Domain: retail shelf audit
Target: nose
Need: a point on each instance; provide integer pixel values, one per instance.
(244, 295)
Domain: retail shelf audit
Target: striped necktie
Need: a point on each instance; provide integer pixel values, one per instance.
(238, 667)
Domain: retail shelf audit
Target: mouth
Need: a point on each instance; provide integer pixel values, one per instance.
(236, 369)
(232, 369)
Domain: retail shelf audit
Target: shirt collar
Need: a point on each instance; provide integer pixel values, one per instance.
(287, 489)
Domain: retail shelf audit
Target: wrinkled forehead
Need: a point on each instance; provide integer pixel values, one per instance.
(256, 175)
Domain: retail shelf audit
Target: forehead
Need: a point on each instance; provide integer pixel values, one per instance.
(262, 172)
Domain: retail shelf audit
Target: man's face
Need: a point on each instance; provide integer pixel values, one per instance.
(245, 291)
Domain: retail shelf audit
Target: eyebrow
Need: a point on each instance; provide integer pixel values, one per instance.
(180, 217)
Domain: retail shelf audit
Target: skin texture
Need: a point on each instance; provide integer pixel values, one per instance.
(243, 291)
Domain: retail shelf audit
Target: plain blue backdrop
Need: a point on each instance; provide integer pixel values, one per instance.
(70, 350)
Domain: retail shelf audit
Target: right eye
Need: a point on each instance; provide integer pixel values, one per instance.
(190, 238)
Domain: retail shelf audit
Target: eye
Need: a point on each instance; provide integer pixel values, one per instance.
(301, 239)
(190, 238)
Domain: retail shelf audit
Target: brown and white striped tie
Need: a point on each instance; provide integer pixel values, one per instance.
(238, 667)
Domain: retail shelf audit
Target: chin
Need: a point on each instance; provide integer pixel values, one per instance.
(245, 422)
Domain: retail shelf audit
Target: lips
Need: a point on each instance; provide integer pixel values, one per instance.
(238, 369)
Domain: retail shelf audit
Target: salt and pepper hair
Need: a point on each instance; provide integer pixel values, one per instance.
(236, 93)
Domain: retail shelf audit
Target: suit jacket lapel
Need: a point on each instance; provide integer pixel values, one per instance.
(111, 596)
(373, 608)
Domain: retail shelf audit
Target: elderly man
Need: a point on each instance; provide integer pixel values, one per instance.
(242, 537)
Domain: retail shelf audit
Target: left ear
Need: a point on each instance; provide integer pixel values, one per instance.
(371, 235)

__________

> **Aim of the exercise**: Go through the preceding material and copy each line that has the word "striped".

> **Reply**:
Target: striped necktie
Target: brown and white striped tie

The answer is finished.